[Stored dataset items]

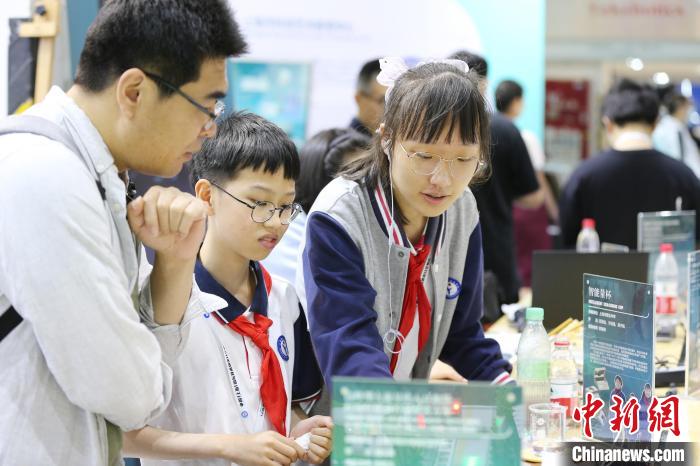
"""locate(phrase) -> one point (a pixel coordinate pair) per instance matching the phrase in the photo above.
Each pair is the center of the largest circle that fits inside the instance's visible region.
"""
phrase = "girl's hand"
(321, 442)
(262, 449)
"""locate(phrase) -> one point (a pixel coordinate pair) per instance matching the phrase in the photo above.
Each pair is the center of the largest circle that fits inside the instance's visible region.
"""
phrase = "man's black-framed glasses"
(262, 211)
(219, 107)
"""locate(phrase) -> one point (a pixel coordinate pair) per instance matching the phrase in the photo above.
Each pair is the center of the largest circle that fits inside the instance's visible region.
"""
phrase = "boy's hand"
(262, 449)
(170, 222)
(444, 372)
(321, 429)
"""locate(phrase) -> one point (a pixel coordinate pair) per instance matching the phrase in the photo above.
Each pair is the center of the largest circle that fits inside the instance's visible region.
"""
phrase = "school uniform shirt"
(69, 266)
(282, 261)
(216, 381)
(355, 263)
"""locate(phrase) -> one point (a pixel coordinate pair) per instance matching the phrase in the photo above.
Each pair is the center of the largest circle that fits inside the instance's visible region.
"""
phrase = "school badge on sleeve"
(282, 348)
(453, 288)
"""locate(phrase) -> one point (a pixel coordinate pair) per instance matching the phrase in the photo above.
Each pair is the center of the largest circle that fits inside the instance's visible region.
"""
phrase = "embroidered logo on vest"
(282, 348)
(453, 288)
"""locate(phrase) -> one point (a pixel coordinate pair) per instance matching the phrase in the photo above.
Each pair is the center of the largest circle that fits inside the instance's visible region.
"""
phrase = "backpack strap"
(8, 321)
(38, 126)
(42, 127)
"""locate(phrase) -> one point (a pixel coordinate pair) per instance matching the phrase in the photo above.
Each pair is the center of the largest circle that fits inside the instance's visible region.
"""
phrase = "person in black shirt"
(512, 180)
(631, 177)
(369, 96)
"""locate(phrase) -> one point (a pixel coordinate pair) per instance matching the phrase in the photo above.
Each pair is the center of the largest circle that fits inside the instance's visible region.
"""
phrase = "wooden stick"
(43, 26)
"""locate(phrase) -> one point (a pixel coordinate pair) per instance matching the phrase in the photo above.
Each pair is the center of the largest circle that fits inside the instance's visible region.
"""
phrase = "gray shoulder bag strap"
(10, 319)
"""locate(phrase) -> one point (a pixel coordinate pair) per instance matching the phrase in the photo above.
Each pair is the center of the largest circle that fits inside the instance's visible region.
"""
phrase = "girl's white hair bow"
(393, 67)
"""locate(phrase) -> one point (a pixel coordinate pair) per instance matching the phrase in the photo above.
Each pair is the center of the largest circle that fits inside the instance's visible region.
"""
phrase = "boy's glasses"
(423, 163)
(219, 107)
(262, 211)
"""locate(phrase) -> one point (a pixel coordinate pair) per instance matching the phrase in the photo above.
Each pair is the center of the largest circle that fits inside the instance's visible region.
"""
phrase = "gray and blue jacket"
(355, 262)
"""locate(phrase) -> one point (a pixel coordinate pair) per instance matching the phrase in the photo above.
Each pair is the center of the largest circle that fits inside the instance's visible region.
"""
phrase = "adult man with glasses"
(76, 365)
(369, 97)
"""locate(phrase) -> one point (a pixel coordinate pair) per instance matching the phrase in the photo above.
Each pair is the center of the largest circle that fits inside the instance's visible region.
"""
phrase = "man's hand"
(321, 430)
(170, 222)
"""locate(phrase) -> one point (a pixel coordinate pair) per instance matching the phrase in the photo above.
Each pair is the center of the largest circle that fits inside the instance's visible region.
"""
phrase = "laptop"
(557, 279)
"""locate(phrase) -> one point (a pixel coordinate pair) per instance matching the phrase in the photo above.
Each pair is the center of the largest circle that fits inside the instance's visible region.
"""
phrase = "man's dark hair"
(322, 157)
(245, 140)
(476, 63)
(367, 77)
(631, 102)
(171, 38)
(506, 93)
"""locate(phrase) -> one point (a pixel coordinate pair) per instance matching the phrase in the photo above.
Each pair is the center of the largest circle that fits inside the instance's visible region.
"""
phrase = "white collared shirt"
(68, 265)
(216, 371)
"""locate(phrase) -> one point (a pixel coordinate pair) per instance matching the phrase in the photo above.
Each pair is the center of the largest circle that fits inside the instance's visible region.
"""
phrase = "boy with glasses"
(241, 354)
(77, 367)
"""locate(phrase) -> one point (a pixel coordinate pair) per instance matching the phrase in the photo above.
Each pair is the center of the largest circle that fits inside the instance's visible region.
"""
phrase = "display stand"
(44, 27)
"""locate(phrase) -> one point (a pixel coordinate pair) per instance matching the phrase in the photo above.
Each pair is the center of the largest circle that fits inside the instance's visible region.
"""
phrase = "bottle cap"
(561, 342)
(666, 247)
(534, 313)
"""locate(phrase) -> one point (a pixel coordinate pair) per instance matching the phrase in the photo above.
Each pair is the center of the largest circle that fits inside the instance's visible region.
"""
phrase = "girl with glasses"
(392, 266)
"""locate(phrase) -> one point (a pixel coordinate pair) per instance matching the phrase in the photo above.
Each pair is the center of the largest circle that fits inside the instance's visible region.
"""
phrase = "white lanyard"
(253, 421)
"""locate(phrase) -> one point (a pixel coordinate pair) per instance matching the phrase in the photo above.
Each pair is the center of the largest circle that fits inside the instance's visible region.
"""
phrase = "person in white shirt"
(78, 367)
(671, 135)
(242, 353)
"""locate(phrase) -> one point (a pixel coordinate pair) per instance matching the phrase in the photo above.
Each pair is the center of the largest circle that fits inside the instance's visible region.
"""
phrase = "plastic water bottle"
(666, 291)
(587, 240)
(563, 376)
(533, 359)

### Problem
Copy out the entries verbatim and leave the images out.

### Output of the task
"""locate(phrase) -> one point (a pixel coordinate pair) per instance matching the phrase in the photo above.
Each pair is the center of the largest circle that fits inside the instance's visible region.
"""
phrase = "girl's hand"
(321, 442)
(262, 449)
"""locate(phrase) -> one point (a pixel coordinate pair) per instance matching the phrase in the photo above.
Each pair is the center of the largest circle that fits inside the instance's visible region.
"""
phrase = "man's black-framed glasses"
(262, 211)
(219, 107)
"""locate(phrase) -> one point (a pixel coordinate pair) per instance matching the phrase in the photo above.
Each pair is the center of the largest circle that fits inside the instance's visible region.
"""
phrase = "boy's hand"
(262, 449)
(170, 222)
(444, 372)
(321, 429)
"""locate(phrase) -> one point (a pixel coordinate pair) per instance matching the phrase in the photo above.
Each pair is the center of the largest circle that fits inside the instance's visible region.
"""
phrase = "school uniform shirt"
(69, 266)
(282, 261)
(216, 381)
(355, 263)
"""locate(phrase) -> one point (a pixel coordinate pair) per instance matching the phrase in the photo above.
Each pair is the center of the largest circle that fits inside the instance's visible region.
"""
phrase = "school badge on sleeve"
(282, 348)
(453, 288)
"""locate(phrase) -> one point (a pixel coordinate pair) per instance matching the phrase in the photo above.
Each pair is the center of the largest circle that fits inside the instance's visible region.
"""
phrase = "embroidered logo on vest"
(282, 348)
(453, 288)
"""locate(phrase) -> one point (a pixel coordinate pair) per instance matching the phrase in the photo above.
Each pair is the center of the largest circle that fits inside the instance's visible region.
"""
phrase = "backpack strap"
(8, 321)
(38, 126)
(42, 127)
"""locate(phrase) -> one point (a pixel coordinate pair) per instance matching the phrase in the photo above.
Each pair is the center of the largest circle that fits inside the instance's visible region.
"""
phrase = "person in black shirt"
(512, 180)
(631, 177)
(369, 96)
"""locate(phrase) -> one point (a pixel coordinate pair) per instance matching the phrase in the photo above.
Each pair is the center of the largest circle that fits inside the instance's visible region.
"""
phrase = "wooden stick"
(43, 26)
"""locate(phrase) -> one point (a pixel coordinate pair) per instance matching the phrase in the photo above.
Each pair is the center of the largest circle that fits inside the instance's visible region.
"""
phrase = "gray shoulder bag strap"
(10, 319)
"""locate(phrase) -> one point (a pixel coordinate pair) per instance matching the phrase in the photo above.
Each pair is the center of the largest circle that fits inside the instance's visible region.
"""
phrase = "girl's white hair bow"
(393, 67)
"""locate(phrase) -> one point (a pixel coordinate pair) per instance matching the phrase in the photo above.
Each pair is the center of the largest circle that fits inside the instance's visible region.
"""
phrase = "boy's glasses"
(423, 163)
(219, 107)
(262, 211)
"""locate(phrase) -> one point (a pixel coordinate pair) per instance matching the phrase in the photo above.
Each pair is the center of the largest circle that fits inside the instance's visible region.
"""
phrase = "gray and blue jacket"
(355, 262)
"""locate(phrase) -> one point (a pixel coordinate pair) per instance matching the phrase in the photo above.
Each pair is the center of the largest circle that fits inside the instance's visible region.
"""
phrase = "adult man with glasses"
(76, 365)
(369, 97)
"""locate(phrase) -> one point (a pixel coordinate pair) per instance matching the phrase in the photo above.
Each pair is the center of the largest circle that fits inside the instance's visible region.
"""
phrase = "man's hand"
(321, 430)
(170, 222)
"""locate(phrase) -> one point (a pixel coordinate pair) per instance matching the phrase in the photo above.
Each pair is the center of the largest circle that fits inside the instance's visible region.
"""
phrase = "laptop"
(557, 279)
"""locate(phrase) -> one point (a pixel coordinate pair) per instance matching the phrase in the photo above.
Each pair is the center of the largest circle that fits inside the instance's visible region.
"""
phrase = "man's dark hair"
(322, 157)
(245, 140)
(476, 63)
(367, 77)
(631, 102)
(171, 38)
(506, 93)
"""locate(phrase) -> one point (a pixel coordinate pair) per instance matching the phrase in the photo above.
Each pair is the center of the largest circle that fits inside the instance's visible region.
"""
phrase = "white collared shirt"
(68, 265)
(216, 371)
"""locate(phrase) -> one point (a pixel coordinate pair) per instance matching the phrase in the photo above.
Each pair is the center of the largest circle that fits inside the instance's visible region.
"""
phrase = "boy with glasses"
(241, 354)
(77, 367)
"""locate(phrase) -> one point (a pixel coordinate pair) per instance matching the phrase in the photo above.
Each pair is the center of the largest circle that fits inside the instance's visible region.
"""
phrase = "display stand"
(44, 27)
"""locate(phrase) -> one point (a pixel coordinate pair) per instance matching the phrase in the photo above.
Each pair is the center of the largest circle that fits inside the instance's visible region.
"""
phrase = "bottle cap"
(561, 342)
(666, 247)
(534, 313)
"""locate(phrase) -> one point (a pixel coordinate pair) per instance matching the phrase in the photo above.
Each pair is the center of the largest circle that fits inside the instance's visible region.
"""
phrase = "girl with glasses"
(392, 266)
"""locate(phrase) -> one point (a pixel coordinate pair) per instance matching the phrase in the photo above.
Each pair is the center of the largest circle that fits inside the instance's visible region.
"""
phrase = "white lanyard"
(253, 421)
"""locate(phrase) -> one point (a pixel coordinate pair) per instance matching the phrase in the photo above.
Each pair is the center of the largest circle that fits inside the instance's visible region.
"""
phrase = "person in white shirt"
(78, 367)
(671, 135)
(242, 353)
"""locate(phrase) -> one point (a pixel coordinate pair) per instance matching the phrase in the photo above.
Each pair is the center of the largest circle that fits inside the instance's visible region.
"""
phrase = "plastic water bottle"
(666, 291)
(587, 240)
(563, 376)
(533, 359)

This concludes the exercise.